> Written instruction
Print the rows below word for word, but leave out the pictures.

::: Exercise material :::

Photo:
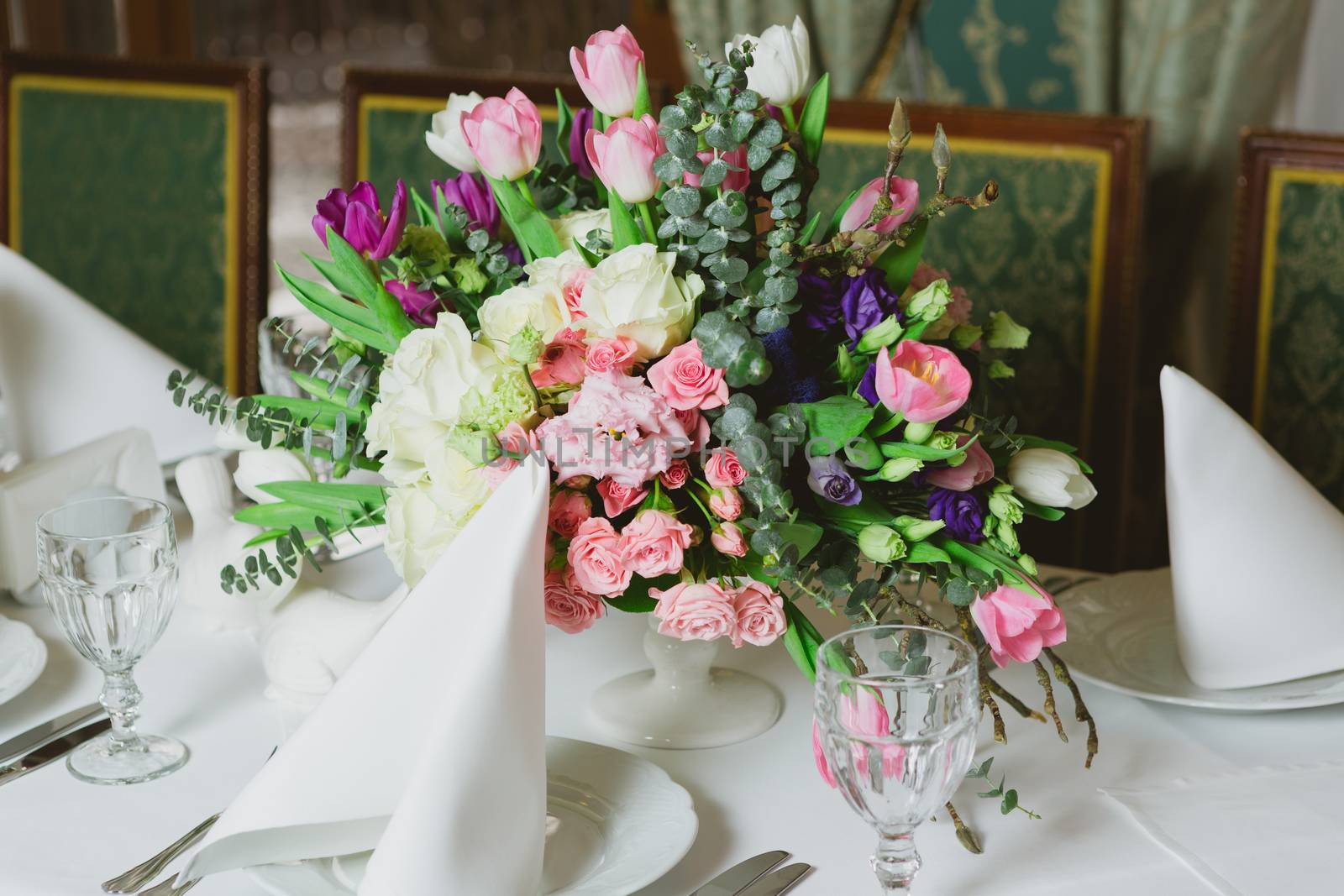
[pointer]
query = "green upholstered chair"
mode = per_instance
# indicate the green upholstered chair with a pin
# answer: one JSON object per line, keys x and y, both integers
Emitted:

:::

> Response for this exercise
Photo:
[pointer]
query = "green upholstered chair"
mode = per_instance
# indicate the green upholstered chair with a pin
# answer: one JSON object per line, keys x and y, both integers
Emitted:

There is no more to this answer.